*Consignes*
**1)** Répondez aux questions suivantes d'après le texte sur l'arbre.
(a) À quel verbe le verbe « parcourir » (v.1) fait-il écho ?
(b) Quelles expériences douloureuses le texte sur l'arbre cite-t-il ?
(c) Sur quoi la dernière strophe est-elle construite ?
**2)** Rédigez la suite du texte sur l'arbre en partant de sa dernière phrase.

Explorant l'éphémère
Aller d'arbre en arbre
Dépistant la durée.
"L’Arbre », source de la vie et de la renaissance, se révèle allégorie de la
vie humaine.
- Le
cheminement d’arbre en arbre dévoile un itinéraire spirituel et un retour vers
l’intérieur, en témoigne la circularité du poème : le verbe « parcourir » (v.1)
fait écho au verbe « cheminer »
(v.35)
; le thème du temps évoqué par « l’argile » originelle et par le verbe «
renaître » est repris par les expressions antithétiques « éphémère » et « durée
». Le titre « destination » fait écho au voyage initiatique et au vocabulaire
du cheminement : de « parcourir » à « cheminer, explorer, aller, dépistant ».
-
Cette promenade revient à explorer la vie et la condition humaine : de nos
racines (« racines » ou « argile » mythique) à la découverte de l’énigme du
monde et de la vie (« déchiffrer les soleils ») ; de nos expériences
douloureuses (les « orages », la solitude, le déracinement) aux expériences
fécondes (les « rêves tenaces / Qui fortifient nos vies »). La racine donne
naissance et permet de renaître des profondeurs. Si l’arbre peut incarner l’éphémère
(rythme des saisons), il incarne aussi la durée : la sève circule, assure le
dynamisme et la régénération, la continuité, y compris dans l’arbre qui semble
tari. Il est ainsi à l’image de la vie humaine : l’homme est soumis au temps,
mais il transmet la vie, cette vie qui affleure, même dans les moments
difficiles, notamment quand l’homme est exilé, coupé de ses racines. La
dernière strophe, construite sur des parallélismes, souligne l’équilibre entre
le passage et la durée, entre l’éphémère et le permanent.

*Données*
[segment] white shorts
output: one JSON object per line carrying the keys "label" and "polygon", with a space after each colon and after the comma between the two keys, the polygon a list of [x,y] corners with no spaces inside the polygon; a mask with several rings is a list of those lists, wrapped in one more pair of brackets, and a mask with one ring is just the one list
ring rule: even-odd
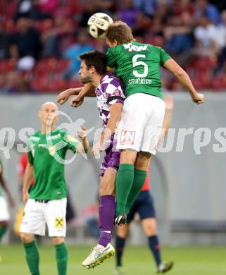
{"label": "white shorts", "polygon": [[46,203],[29,199],[24,209],[20,232],[45,236],[47,224],[49,237],[65,237],[66,204],[66,198]]}
{"label": "white shorts", "polygon": [[156,154],[163,126],[165,103],[158,97],[138,93],[124,102],[118,130],[118,149]]}
{"label": "white shorts", "polygon": [[9,221],[8,204],[4,197],[0,197],[0,221]]}

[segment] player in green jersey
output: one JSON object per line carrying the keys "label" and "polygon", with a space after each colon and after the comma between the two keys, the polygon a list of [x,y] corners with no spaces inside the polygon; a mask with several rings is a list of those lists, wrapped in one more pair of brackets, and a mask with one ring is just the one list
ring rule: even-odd
{"label": "player in green jersey", "polygon": [[[46,224],[49,236],[56,248],[58,275],[67,273],[68,250],[64,242],[66,224],[66,184],[64,178],[64,160],[66,152],[88,150],[89,142],[84,128],[79,135],[82,143],[66,130],[58,129],[58,107],[46,102],[39,111],[41,130],[29,138],[29,163],[26,167],[23,188],[23,198],[26,204],[20,226],[26,260],[32,275],[39,274],[39,250],[34,235],[45,235]],[[30,193],[28,189],[34,177]]]}
{"label": "player in green jersey", "polygon": [[[161,48],[136,42],[130,27],[123,22],[110,24],[106,32],[108,66],[115,68],[125,85],[126,99],[118,128],[117,147],[120,165],[116,181],[116,219],[125,220],[145,181],[151,154],[156,154],[162,128],[165,104],[162,100],[160,67],[172,73],[189,92],[194,102],[202,104],[204,96],[197,93],[187,73]],[[92,89],[87,84],[72,100],[80,106]],[[62,103],[70,90],[58,100]]]}
{"label": "player in green jersey", "polygon": [[[3,165],[0,159],[0,242],[1,238],[6,233],[6,231],[8,226],[8,221],[10,219],[7,202],[1,192],[1,188],[7,195],[8,202],[10,202],[11,206],[13,207],[15,205],[14,200],[9,192],[6,181],[3,176]],[[0,256],[0,262],[1,259],[1,258]]]}

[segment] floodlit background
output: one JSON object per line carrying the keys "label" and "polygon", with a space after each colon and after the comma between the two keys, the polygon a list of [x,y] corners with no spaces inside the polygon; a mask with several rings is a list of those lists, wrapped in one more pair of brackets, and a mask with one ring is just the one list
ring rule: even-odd
{"label": "floodlit background", "polygon": [[[28,274],[23,248],[13,231],[21,207],[23,153],[18,148],[26,140],[22,129],[38,130],[40,105],[56,102],[58,93],[68,87],[80,86],[80,54],[92,49],[106,51],[105,41],[87,32],[87,22],[96,12],[126,22],[139,42],[164,48],[206,96],[203,106],[194,104],[175,78],[161,69],[163,90],[172,94],[175,108],[172,129],[152,159],[151,190],[160,240],[167,245],[162,250],[163,258],[175,262],[171,274],[225,274],[226,1],[222,0],[0,0],[0,154],[16,202],[0,246],[0,274]],[[66,103],[61,111],[70,119],[62,114],[60,123],[82,118],[87,129],[94,128],[88,135],[92,145],[101,126],[95,99],[85,100],[77,109]],[[96,243],[101,161],[89,153],[88,161],[77,156],[65,168],[73,207],[66,238],[68,274],[107,274],[114,269],[113,259],[90,271],[80,267],[89,246]],[[40,240],[43,274],[56,273],[49,241]],[[125,253],[127,274],[156,271],[146,242],[137,220],[132,224],[130,246]]]}

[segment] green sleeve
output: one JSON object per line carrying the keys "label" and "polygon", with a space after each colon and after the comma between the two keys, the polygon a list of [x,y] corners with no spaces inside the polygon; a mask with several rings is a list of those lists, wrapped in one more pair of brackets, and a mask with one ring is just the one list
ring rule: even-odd
{"label": "green sleeve", "polygon": [[171,59],[171,56],[167,54],[163,49],[160,48],[160,58],[161,58],[161,66],[163,66],[164,63]]}
{"label": "green sleeve", "polygon": [[77,138],[74,138],[66,132],[63,136],[63,141],[67,143],[67,148],[75,152],[76,147],[77,147],[80,142]]}
{"label": "green sleeve", "polygon": [[107,66],[114,68],[116,65],[117,54],[115,54],[115,47],[108,48],[107,53]]}

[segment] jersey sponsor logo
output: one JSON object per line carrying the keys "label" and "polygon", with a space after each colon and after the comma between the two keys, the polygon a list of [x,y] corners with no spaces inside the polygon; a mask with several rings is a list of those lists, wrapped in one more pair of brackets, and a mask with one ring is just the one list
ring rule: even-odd
{"label": "jersey sponsor logo", "polygon": [[57,140],[58,138],[60,138],[61,137],[61,134],[57,134],[55,135],[49,135],[47,137],[47,140]]}
{"label": "jersey sponsor logo", "polygon": [[120,136],[121,145],[133,145],[135,140],[135,131],[122,130]]}
{"label": "jersey sponsor logo", "polygon": [[56,228],[63,228],[63,218],[59,217],[59,218],[55,218],[55,227]]}
{"label": "jersey sponsor logo", "polygon": [[125,49],[127,49],[128,51],[146,51],[148,45],[133,45],[132,43],[123,44],[123,45]]}

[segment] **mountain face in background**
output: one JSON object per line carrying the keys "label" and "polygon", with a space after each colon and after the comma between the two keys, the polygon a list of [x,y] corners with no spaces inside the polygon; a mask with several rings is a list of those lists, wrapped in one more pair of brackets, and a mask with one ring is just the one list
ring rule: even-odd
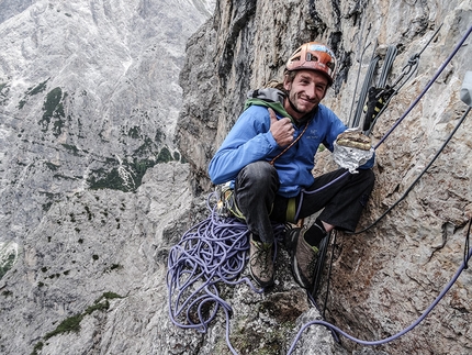
{"label": "mountain face in background", "polygon": [[[372,82],[397,48],[393,84],[425,48],[375,124],[377,143],[471,23],[472,4],[460,0],[0,0],[0,353],[231,354],[222,312],[205,333],[171,322],[166,273],[169,249],[209,215],[206,166],[247,90],[280,78],[300,44],[326,42],[339,74],[325,103],[349,122],[375,55]],[[465,112],[470,46],[378,148],[361,226],[402,197]],[[472,214],[468,132],[470,120],[375,228],[338,233],[330,288],[326,270],[316,300],[329,322],[385,339],[451,279]],[[334,168],[317,155],[315,174]],[[286,354],[321,317],[286,253],[278,258],[271,292],[218,285],[238,354]],[[468,354],[471,287],[465,270],[419,326],[386,345],[337,343],[311,326],[292,354]]]}
{"label": "mountain face in background", "polygon": [[85,188],[134,191],[172,144],[186,41],[205,1],[3,1],[2,235]]}

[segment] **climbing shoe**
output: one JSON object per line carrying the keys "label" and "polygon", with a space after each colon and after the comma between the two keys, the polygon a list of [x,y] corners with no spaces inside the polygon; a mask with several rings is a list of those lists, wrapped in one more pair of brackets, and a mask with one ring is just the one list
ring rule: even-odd
{"label": "climbing shoe", "polygon": [[257,242],[249,238],[249,271],[250,276],[261,287],[273,285],[272,243]]}
{"label": "climbing shoe", "polygon": [[319,251],[316,246],[306,243],[303,236],[304,230],[294,228],[289,233],[292,245],[294,245],[292,251],[293,277],[301,287],[311,290]]}

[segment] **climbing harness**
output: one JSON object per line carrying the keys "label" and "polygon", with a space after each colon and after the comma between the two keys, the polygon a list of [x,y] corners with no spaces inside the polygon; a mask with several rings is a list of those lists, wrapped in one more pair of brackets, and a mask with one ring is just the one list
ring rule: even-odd
{"label": "climbing harness", "polygon": [[[423,96],[427,92],[427,90],[429,90],[435,80],[443,71],[452,57],[457,54],[457,52],[462,46],[464,41],[469,37],[471,32],[472,26],[469,29],[464,37],[458,43],[458,45],[449,55],[447,60],[441,65],[436,75],[427,84],[427,86],[416,98],[416,100],[409,106],[405,113],[395,122],[395,124],[374,146],[374,149],[377,149],[386,140],[386,137],[400,125],[400,123],[405,119],[405,117],[419,102]],[[463,119],[469,112],[470,108],[463,115]],[[461,119],[460,123],[462,123],[463,119]],[[458,129],[458,126],[456,127],[456,130]],[[327,185],[317,190],[303,190],[301,193],[299,210],[295,214],[295,218],[300,212],[300,206],[302,204],[304,193],[315,193],[317,191],[321,191],[328,186],[335,184],[339,179],[348,176],[349,174],[349,171],[346,171],[335,180],[328,182]],[[222,308],[226,315],[226,342],[232,353],[237,354],[229,342],[229,317],[232,308],[220,297],[216,285],[217,282],[224,282],[228,285],[238,285],[246,282],[256,292],[260,292],[261,290],[256,289],[252,282],[247,277],[239,278],[240,273],[245,267],[249,248],[247,237],[249,232],[247,230],[246,224],[234,218],[220,217],[215,212],[216,207],[210,207],[210,202],[207,202],[207,208],[212,211],[211,215],[205,221],[196,224],[188,232],[186,232],[182,240],[169,252],[167,273],[167,286],[169,290],[169,315],[172,322],[180,328],[194,329],[199,332],[205,332],[207,330],[209,323],[215,318],[218,309]],[[288,354],[291,354],[294,351],[296,343],[299,342],[304,330],[314,324],[328,328],[335,337],[337,336],[336,334],[341,334],[345,337],[362,345],[385,344],[395,339],[398,339],[400,336],[413,330],[429,314],[429,312],[437,306],[437,303],[443,298],[446,292],[448,292],[452,285],[457,281],[462,270],[468,267],[467,263],[472,256],[472,248],[468,249],[471,223],[472,222],[470,221],[464,248],[464,260],[462,263],[462,266],[458,269],[451,281],[440,292],[440,295],[436,298],[431,306],[408,328],[387,339],[369,342],[355,339],[353,336],[347,334],[346,332],[341,331],[340,329],[326,321],[313,321],[302,326],[296,337],[294,339]],[[280,240],[280,235],[283,235],[285,225],[273,225],[273,230],[276,238]],[[325,240],[327,241],[326,245],[323,247],[324,253],[326,253],[327,244],[329,243],[327,237]],[[274,243],[274,245],[277,245],[277,243]],[[321,269],[323,267],[322,263],[319,263],[317,267],[319,267]],[[318,274],[321,275],[321,271],[318,271]],[[319,277],[319,275],[316,277]],[[315,279],[315,282],[317,284],[317,289],[319,285],[319,279]],[[312,292],[316,292],[316,290],[313,290]]]}

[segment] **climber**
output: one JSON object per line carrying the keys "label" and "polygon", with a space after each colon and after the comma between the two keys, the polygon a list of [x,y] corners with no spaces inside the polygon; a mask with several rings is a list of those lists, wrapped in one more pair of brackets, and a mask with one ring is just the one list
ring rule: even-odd
{"label": "climber", "polygon": [[[294,278],[310,290],[319,243],[333,229],[356,230],[374,184],[373,156],[357,174],[340,168],[312,175],[318,146],[333,152],[347,130],[319,103],[333,85],[335,67],[326,45],[303,44],[286,62],[282,82],[248,93],[245,111],[209,166],[213,184],[229,181],[250,231],[249,271],[262,288],[273,285],[271,221],[294,223],[324,209],[310,228],[291,228],[285,237]],[[370,140],[362,148],[371,148]]]}

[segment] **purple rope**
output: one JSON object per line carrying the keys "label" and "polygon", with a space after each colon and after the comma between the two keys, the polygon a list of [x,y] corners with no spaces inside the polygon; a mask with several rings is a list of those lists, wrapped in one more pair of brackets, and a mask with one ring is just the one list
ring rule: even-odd
{"label": "purple rope", "polygon": [[[213,196],[211,193],[209,200]],[[235,286],[246,282],[258,293],[263,289],[256,288],[248,277],[239,278],[249,251],[249,230],[246,223],[220,217],[215,207],[210,207],[209,200],[211,215],[188,230],[169,252],[169,318],[179,328],[205,333],[218,310],[223,309],[226,318],[226,343],[231,352],[237,354],[229,341],[229,315],[233,309],[221,298],[216,284]],[[283,225],[274,224],[273,229],[276,237],[280,238]]]}

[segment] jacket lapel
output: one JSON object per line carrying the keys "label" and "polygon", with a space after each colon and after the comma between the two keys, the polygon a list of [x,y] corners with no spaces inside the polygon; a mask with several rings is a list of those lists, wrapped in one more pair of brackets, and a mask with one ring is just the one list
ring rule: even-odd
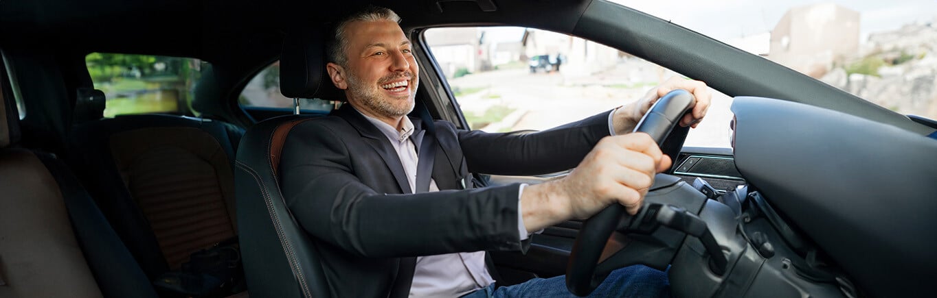
{"label": "jacket lapel", "polygon": [[[416,189],[418,192],[429,192],[429,180],[433,174],[433,163],[436,161],[436,137],[427,130],[421,129],[421,121],[413,121],[413,130],[419,132],[411,137],[413,144],[419,148],[420,162],[416,167]],[[439,185],[437,185],[439,186]]]}
{"label": "jacket lapel", "polygon": [[380,158],[384,160],[384,164],[387,165],[391,173],[394,174],[394,178],[397,181],[397,186],[400,187],[401,193],[412,193],[413,192],[409,188],[409,182],[407,180],[407,172],[404,171],[404,166],[400,163],[400,158],[397,157],[397,152],[394,150],[394,147],[391,146],[390,141],[387,140],[387,136],[380,133],[374,124],[368,122],[364,116],[362,116],[358,111],[354,110],[351,105],[343,105],[342,108],[335,111],[333,115],[338,116],[344,119],[349,124],[351,124],[358,133],[361,134],[362,138],[364,138],[364,143],[367,143],[371,148],[374,149]]}

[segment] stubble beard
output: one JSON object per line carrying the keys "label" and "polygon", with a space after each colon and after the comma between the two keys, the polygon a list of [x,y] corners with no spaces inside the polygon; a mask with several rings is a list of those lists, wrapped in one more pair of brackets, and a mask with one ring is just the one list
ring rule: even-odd
{"label": "stubble beard", "polygon": [[[408,87],[410,90],[410,93],[408,95],[408,100],[405,103],[397,104],[392,101],[398,101],[399,98],[385,98],[383,94],[380,93],[380,91],[371,85],[364,83],[354,74],[347,73],[347,77],[349,92],[351,93],[351,96],[358,99],[362,105],[367,106],[374,112],[385,117],[401,117],[409,114],[409,112],[413,110],[414,98],[416,96],[416,92],[413,91],[415,91],[417,87],[417,83],[415,81]],[[390,76],[382,78],[379,81],[386,81],[399,78],[399,76]],[[410,78],[412,78],[412,76]]]}

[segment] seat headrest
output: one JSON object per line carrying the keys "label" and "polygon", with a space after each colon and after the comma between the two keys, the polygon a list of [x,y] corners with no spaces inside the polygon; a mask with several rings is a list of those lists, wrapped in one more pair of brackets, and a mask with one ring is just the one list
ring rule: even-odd
{"label": "seat headrest", "polygon": [[105,101],[104,92],[94,88],[79,88],[72,121],[77,124],[104,118]]}
{"label": "seat headrest", "polygon": [[[6,79],[6,76],[0,76],[0,79]],[[20,141],[20,113],[16,109],[16,101],[6,96],[5,92],[0,81],[0,148]]]}
{"label": "seat headrest", "polygon": [[320,29],[287,35],[280,56],[280,92],[283,96],[345,100],[345,92],[332,83],[325,70],[327,38]]}

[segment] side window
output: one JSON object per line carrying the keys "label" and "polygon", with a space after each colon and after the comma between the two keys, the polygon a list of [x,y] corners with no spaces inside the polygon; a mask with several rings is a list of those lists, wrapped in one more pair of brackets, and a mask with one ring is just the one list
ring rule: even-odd
{"label": "side window", "polygon": [[[633,102],[670,77],[616,49],[520,27],[426,30],[429,45],[471,129],[545,130]],[[711,90],[706,119],[685,145],[729,148],[732,99]]]}
{"label": "side window", "polygon": [[[0,52],[2,54],[2,52]],[[4,72],[0,78],[5,79],[5,81],[0,81],[0,90],[2,90],[3,94],[0,96],[6,98],[13,98],[16,101],[16,110],[20,114],[20,120],[26,118],[26,106],[22,105],[22,96],[20,95],[20,82],[16,79],[16,73],[13,72],[12,66],[10,66],[9,62],[7,61],[7,56],[2,55],[3,67],[0,67],[0,72]]]}
{"label": "side window", "polygon": [[[247,82],[238,97],[238,104],[245,109],[293,109],[292,98],[280,92],[280,62],[276,61],[257,73]],[[300,98],[300,111],[304,114],[327,114],[335,107],[332,101],[319,98]]]}
{"label": "side window", "polygon": [[207,65],[192,58],[98,52],[84,62],[95,89],[107,97],[104,117],[192,115],[193,87]]}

*Réponses finales*
**1)**
(a) Au verbe « cheminer » (v.35).
(b) Les « orages », la solitude et le déracinement.
(c) Sur des parallélismes.

**2)**
-
Une double métaphore associe alors l’arbre et l’humanité : l’arbre comme vie
féconde, palpable, invincible à laquelle l’humain peut puiser sa force, son
énergie, sa vitalité et qui peut déboucher sur des capacités nouvelles («
embrasser l’espace », « déchiffrer », « résister », « affronter ») et l’arbre à
l’image de l’être humain : « La montée des sèves / La pression des bourgeons /
Semblables aux rêves tenaces » qui nous fécondent et nous fortifient.
L’arbre,
symbole de l’expérience de la création poétique ?
-
Création comme cheminement et exploration ouvrant la voie à la découverte et à
la connaissance d’un au-delà, du mystère de la vie qui ne se donne pas
facilement, mais que l’écriture poétique explore : « Embrasser l’espace », «
Déchiffrer les soleils ».
- La
poésie comme expérience de l’autre, comme expérience de la solidarité ; le
verbe « évoquer » l’arbre seul (v.16) est révélateur : il s’agit d’appeler, de
faire venir pour faire vivre, en s’unissant, en rejoignant, en écoutant la
détresse de l’autre (strophe 6).
- La
poésie est ainsi acte créateur donnant vie aux êtres et aux choses, comme la
racine mère, la sève qui circule ou l’argile originelle dont on forme toute
chose.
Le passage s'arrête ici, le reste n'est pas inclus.